• AIM OF THE TASK: Print, character for character, the part of the listing below that runs from the line containing "# Provide the mask of every instance of the sun glow" through the line containing "--target=sun glow behind cloud", including both of those lines.
┏━━
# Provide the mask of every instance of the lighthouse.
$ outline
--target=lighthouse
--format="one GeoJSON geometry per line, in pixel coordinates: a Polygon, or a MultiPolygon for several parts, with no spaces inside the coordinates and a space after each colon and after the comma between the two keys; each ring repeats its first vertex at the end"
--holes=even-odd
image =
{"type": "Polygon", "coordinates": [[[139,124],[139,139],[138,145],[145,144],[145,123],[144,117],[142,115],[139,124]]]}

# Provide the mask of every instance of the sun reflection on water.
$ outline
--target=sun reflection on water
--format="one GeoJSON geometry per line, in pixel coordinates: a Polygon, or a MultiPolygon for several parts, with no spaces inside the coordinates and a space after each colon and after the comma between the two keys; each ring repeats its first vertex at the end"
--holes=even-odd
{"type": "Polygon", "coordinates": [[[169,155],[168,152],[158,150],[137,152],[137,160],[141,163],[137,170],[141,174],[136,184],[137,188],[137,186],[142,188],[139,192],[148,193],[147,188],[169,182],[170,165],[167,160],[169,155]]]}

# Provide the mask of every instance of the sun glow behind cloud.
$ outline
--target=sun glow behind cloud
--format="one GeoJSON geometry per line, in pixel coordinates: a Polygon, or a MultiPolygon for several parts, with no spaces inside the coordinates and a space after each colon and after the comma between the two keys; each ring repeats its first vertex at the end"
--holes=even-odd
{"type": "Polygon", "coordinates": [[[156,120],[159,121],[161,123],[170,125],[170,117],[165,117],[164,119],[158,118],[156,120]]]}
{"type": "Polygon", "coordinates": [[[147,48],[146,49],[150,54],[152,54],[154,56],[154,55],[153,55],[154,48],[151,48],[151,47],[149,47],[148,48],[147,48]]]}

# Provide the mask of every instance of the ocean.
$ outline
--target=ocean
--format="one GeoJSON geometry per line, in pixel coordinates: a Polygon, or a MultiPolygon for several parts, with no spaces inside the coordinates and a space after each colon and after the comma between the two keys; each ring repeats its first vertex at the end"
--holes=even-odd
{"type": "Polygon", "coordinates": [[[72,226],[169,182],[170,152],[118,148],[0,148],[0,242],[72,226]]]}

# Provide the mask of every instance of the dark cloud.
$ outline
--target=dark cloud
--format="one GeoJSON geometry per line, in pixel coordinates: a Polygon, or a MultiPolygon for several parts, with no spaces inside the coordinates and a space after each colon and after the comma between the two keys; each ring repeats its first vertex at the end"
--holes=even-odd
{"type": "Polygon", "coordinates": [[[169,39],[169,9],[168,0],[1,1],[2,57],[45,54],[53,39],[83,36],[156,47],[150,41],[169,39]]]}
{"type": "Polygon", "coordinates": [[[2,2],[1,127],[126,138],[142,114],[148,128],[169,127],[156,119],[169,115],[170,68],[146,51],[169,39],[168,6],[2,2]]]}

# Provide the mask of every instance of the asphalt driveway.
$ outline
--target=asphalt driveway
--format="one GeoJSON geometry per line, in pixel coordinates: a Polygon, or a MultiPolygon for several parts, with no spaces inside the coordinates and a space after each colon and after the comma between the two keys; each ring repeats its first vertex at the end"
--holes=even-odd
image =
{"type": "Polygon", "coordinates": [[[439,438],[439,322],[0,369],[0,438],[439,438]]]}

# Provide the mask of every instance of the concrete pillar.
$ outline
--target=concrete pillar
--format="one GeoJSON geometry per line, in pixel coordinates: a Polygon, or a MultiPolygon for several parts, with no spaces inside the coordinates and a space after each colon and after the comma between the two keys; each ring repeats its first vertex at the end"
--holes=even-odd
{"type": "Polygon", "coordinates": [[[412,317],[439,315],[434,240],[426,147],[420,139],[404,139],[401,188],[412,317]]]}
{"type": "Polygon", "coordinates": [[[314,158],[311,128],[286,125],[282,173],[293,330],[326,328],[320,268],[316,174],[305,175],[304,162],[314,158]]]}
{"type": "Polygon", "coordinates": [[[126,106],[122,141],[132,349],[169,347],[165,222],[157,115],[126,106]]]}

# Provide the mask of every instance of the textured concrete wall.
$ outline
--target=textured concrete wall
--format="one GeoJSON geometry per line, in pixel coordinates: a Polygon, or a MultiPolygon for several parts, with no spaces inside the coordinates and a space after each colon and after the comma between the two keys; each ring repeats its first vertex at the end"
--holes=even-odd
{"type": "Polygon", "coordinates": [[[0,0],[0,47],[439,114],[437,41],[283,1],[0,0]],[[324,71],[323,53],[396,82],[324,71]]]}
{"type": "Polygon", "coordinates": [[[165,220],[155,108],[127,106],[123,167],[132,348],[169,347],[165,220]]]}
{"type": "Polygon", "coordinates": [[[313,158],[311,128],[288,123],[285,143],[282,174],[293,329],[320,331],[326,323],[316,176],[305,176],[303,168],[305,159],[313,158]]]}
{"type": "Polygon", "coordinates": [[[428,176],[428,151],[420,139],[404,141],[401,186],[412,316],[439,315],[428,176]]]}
┗━━
• OUTPUT:
# Provide the mask of every instance of the sun glow behind cloud.
$ outline
--target=sun glow behind cloud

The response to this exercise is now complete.